Tarefas do exercício
1. Reproduz do texto citado tudo desde "Às 16h30 passou" até "gota de água.", sem mudar nada.
2. Quais são os nomes de utilizador das pessoas que publicaram mensagens no texto citado?
3. Passa para inglês esta frase do texto citado: "Parece-me um modelo excelente, esteve bem hoje e esteve bem nos dias em que a temperatura disparou em Faro."

Texto citado
########################################

# Trovoada 29 de Agosto 2013 - Martimlongo (Algarve)



## Agreste (29 Ago 2013 às 21:41)

*Re: Seguimento Sul - Agosto 2013*

40mm em Martimlongo numa hora?


----------



## algarvio1980 (29 Ago 2013 às 22:31)

*Re: Seguimento Sul - Agosto 2013*



Agreste disse:


> 40mm em Martimlongo numa hora?



Esta era a previsão do AROME






Parece-me um modelo excelente, esteve bem hoje e esteve bem nos dias em que a temperatura disparou em Faro. Um modelo para acompanhar no futuro.


----------



## Gerofil (29 Ago 2013 às 22:35)

*Re: Seguimento Sul - Agosto 2013*



Agreste disse:


> 40mm em Martimlongo numa hora?



Exactamente 






Às 16h30 passou uma célula muito activa mesmo sobre Martinlongo e, nestas situações de forte advecção (associados a uma DANA ou núcleo de ar muito frio em altura), já se sabe que nuns sítios pode estar a chover torrencialmente e a poucos quilómetros não cair uma gota de água.

########################################

Secção de dados
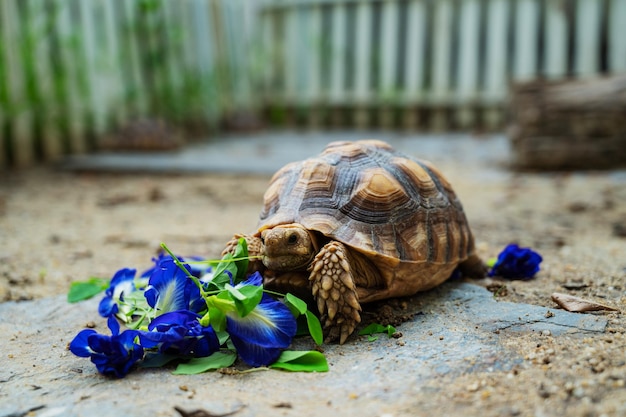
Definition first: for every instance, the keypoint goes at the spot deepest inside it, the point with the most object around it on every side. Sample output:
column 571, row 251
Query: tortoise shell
column 396, row 210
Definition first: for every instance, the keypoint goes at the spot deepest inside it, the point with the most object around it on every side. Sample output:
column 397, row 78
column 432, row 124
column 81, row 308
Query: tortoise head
column 287, row 247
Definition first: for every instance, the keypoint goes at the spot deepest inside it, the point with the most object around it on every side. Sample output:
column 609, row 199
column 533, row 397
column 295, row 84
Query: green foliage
column 298, row 307
column 375, row 328
column 301, row 361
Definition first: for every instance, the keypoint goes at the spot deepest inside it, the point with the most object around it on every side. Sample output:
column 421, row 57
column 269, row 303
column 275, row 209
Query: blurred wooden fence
column 435, row 64
column 73, row 70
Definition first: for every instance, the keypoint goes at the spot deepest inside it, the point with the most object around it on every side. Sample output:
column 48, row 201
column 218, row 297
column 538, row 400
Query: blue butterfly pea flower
column 169, row 289
column 113, row 355
column 121, row 283
column 262, row 334
column 182, row 333
column 516, row 263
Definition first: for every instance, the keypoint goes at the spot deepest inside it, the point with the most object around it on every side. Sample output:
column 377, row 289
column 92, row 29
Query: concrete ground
column 480, row 348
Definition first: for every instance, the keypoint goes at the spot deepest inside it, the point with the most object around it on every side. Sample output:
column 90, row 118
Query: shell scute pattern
column 373, row 199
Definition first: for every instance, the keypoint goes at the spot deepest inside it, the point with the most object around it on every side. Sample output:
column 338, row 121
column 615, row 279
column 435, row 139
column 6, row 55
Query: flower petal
column 182, row 332
column 261, row 334
column 79, row 346
column 169, row 289
column 516, row 263
column 122, row 282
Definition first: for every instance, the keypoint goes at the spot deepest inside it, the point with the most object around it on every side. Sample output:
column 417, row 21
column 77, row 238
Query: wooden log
column 571, row 124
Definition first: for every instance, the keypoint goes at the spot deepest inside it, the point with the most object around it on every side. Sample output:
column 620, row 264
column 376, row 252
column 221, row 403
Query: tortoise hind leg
column 334, row 290
column 473, row 267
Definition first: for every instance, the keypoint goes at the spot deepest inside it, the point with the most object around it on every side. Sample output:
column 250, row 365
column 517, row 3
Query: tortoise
column 358, row 223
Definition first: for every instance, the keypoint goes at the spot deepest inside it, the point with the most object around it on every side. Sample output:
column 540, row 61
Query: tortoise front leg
column 334, row 290
column 254, row 249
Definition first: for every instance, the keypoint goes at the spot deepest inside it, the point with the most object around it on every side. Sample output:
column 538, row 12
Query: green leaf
column 217, row 360
column 224, row 269
column 378, row 328
column 241, row 254
column 295, row 304
column 315, row 327
column 217, row 319
column 246, row 298
column 301, row 361
column 83, row 290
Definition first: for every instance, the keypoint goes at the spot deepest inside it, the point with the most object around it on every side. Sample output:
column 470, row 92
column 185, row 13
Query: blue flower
column 121, row 283
column 181, row 332
column 112, row 355
column 170, row 289
column 260, row 336
column 516, row 263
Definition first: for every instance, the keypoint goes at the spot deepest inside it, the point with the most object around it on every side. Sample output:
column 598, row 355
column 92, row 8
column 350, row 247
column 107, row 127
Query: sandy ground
column 57, row 227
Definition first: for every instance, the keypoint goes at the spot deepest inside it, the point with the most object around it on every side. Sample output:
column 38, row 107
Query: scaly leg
column 335, row 292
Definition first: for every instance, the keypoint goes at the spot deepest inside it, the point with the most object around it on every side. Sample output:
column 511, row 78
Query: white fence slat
column 467, row 69
column 496, row 78
column 312, row 52
column 206, row 60
column 587, row 37
column 556, row 27
column 239, row 26
column 95, row 88
column 388, row 50
column 526, row 34
column 135, row 83
column 69, row 41
column 51, row 141
column 23, row 141
column 496, row 51
column 415, row 51
column 442, row 51
column 292, row 48
column 363, row 57
column 338, row 53
column 617, row 36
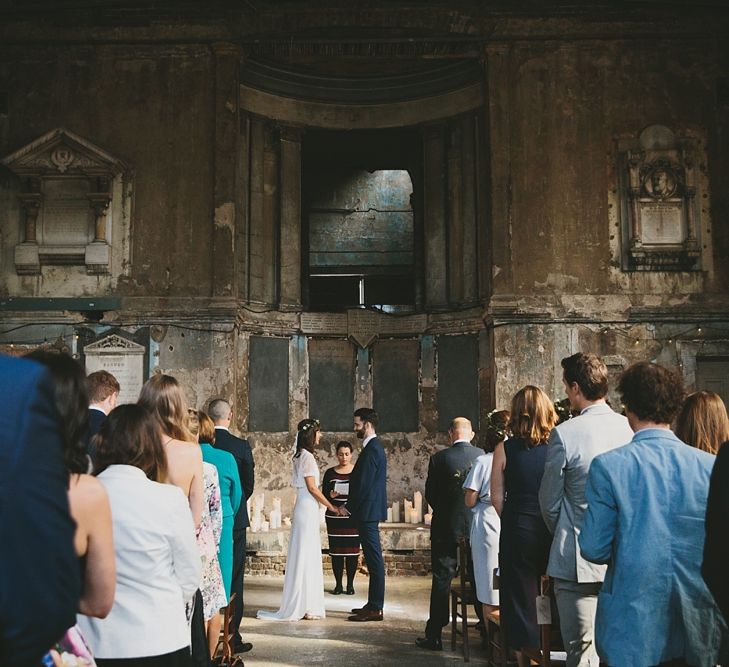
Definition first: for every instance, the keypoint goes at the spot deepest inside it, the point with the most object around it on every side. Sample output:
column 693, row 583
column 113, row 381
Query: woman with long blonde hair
column 162, row 395
column 703, row 421
column 524, row 543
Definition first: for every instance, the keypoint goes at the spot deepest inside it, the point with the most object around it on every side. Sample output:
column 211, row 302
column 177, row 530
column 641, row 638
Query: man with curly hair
column 573, row 445
column 645, row 520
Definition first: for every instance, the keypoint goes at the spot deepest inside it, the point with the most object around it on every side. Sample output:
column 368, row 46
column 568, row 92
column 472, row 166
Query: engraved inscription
column 662, row 223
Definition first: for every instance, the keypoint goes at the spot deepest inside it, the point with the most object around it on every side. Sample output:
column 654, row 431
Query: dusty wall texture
column 215, row 236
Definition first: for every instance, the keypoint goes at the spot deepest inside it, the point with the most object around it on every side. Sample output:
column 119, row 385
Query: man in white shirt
column 572, row 447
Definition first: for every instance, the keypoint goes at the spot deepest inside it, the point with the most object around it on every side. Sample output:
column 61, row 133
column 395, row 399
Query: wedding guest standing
column 230, row 499
column 39, row 572
column 486, row 524
column 716, row 549
column 86, row 495
column 222, row 415
column 368, row 503
column 103, row 395
column 702, row 421
column 447, row 471
column 162, row 395
column 524, row 543
column 341, row 529
column 303, row 593
column 573, row 445
column 646, row 504
column 158, row 563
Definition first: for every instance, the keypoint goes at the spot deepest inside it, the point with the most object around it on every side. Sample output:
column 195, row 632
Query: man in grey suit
column 572, row 447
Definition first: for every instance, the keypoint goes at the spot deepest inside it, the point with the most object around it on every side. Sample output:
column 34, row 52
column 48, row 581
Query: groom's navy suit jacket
column 40, row 576
column 367, row 486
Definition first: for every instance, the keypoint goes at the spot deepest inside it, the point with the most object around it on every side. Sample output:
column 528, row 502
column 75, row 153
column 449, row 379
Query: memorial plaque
column 662, row 223
column 363, row 326
column 407, row 324
column 268, row 384
column 457, row 380
column 395, row 380
column 331, row 383
column 124, row 359
column 323, row 323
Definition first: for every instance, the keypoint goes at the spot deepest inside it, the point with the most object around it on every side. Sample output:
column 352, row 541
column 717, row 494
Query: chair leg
column 454, row 620
column 464, row 621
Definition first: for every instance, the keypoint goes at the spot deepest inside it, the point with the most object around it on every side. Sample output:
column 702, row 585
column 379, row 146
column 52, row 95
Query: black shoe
column 430, row 644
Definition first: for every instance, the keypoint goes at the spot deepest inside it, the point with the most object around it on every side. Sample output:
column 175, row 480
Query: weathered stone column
column 226, row 64
column 290, row 268
column 434, row 217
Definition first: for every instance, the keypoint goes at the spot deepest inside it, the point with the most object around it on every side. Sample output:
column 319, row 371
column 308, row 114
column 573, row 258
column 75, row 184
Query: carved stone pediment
column 66, row 187
column 60, row 152
column 114, row 344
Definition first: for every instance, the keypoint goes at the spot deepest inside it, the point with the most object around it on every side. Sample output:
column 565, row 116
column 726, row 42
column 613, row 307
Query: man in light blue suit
column 572, row 447
column 645, row 519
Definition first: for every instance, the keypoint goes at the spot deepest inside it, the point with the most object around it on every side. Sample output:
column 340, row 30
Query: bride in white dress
column 303, row 593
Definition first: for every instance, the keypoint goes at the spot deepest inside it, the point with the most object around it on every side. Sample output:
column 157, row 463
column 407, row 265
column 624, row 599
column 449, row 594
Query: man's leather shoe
column 429, row 643
column 367, row 615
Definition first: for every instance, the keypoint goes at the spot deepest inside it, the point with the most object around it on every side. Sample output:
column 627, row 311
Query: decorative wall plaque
column 123, row 358
column 65, row 193
column 363, row 326
column 659, row 207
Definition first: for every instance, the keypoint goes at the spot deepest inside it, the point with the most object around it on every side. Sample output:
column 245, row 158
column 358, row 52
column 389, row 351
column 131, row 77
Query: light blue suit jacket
column 572, row 447
column 645, row 519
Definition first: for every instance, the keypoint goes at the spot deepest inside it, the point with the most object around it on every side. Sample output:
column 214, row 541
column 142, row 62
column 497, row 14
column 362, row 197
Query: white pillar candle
column 418, row 506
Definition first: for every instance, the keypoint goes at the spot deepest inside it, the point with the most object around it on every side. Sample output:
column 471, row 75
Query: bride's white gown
column 304, row 581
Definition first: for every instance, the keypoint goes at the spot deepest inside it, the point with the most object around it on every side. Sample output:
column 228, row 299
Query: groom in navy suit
column 368, row 503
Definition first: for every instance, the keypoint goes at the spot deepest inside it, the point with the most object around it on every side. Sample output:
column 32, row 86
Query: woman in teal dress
column 231, row 494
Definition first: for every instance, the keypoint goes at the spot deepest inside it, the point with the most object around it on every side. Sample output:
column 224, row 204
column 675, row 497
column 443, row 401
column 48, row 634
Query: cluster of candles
column 413, row 511
column 259, row 524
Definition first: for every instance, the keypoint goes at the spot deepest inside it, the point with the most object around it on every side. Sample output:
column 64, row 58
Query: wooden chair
column 462, row 595
column 496, row 649
column 224, row 645
column 543, row 655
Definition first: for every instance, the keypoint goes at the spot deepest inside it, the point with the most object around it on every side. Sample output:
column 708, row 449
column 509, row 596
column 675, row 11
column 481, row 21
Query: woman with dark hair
column 703, row 422
column 524, row 542
column 162, row 395
column 341, row 529
column 303, row 593
column 157, row 556
column 486, row 524
column 87, row 498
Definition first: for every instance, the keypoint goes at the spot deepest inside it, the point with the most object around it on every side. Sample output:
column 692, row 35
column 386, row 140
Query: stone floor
column 335, row 641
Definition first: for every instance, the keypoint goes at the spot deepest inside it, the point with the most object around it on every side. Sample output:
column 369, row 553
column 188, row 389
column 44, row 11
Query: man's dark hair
column 588, row 371
column 651, row 392
column 101, row 385
column 367, row 415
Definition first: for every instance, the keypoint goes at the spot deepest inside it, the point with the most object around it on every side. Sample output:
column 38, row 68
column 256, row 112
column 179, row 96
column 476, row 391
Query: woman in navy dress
column 524, row 544
column 341, row 530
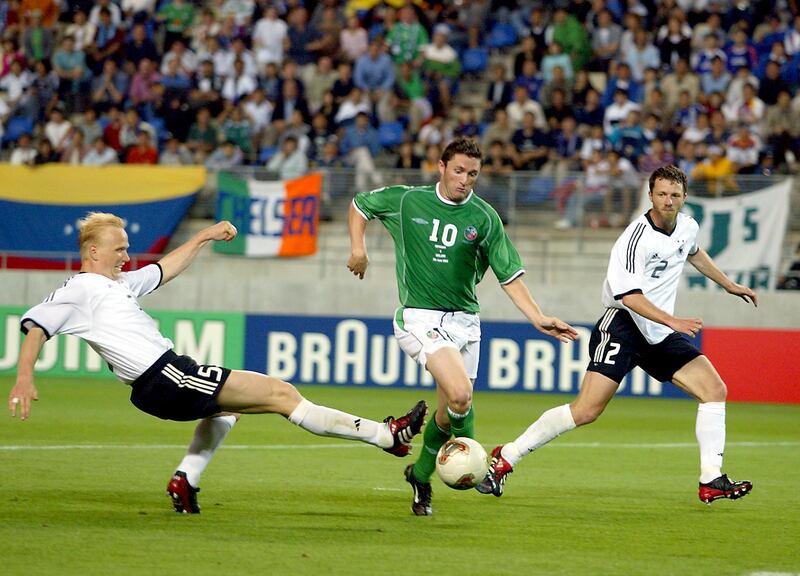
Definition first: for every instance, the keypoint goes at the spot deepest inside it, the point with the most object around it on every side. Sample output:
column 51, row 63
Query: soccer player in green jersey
column 445, row 238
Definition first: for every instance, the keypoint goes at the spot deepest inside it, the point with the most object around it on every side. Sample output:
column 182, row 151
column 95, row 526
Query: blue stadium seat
column 474, row 60
column 502, row 36
column 17, row 126
column 390, row 134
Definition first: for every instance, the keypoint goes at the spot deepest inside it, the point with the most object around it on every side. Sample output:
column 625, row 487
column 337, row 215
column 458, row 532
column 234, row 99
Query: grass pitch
column 82, row 492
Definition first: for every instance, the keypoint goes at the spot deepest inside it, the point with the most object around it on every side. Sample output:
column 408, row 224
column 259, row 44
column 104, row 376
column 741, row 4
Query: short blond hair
column 92, row 225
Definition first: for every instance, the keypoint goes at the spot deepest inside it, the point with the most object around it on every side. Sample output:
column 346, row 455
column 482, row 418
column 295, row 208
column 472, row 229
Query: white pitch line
column 339, row 445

########################################

Respostas dadas
1.
Às 16h30 passou uma célula muito activa mesmo sobre Martinlongo e, nestas situações de forte advecção (associados a uma DANA ou núcleo de ar muito frio em altura), já se sabe que nuns sítios pode estar a chover torrencialmente e a poucos quilómetros não cair uma gota de água.

2. Agreste, algarvio1980, Gerofil

3. It seems to me an excellent model; it did well today and it did well on the days when the temperature shot up in Faro.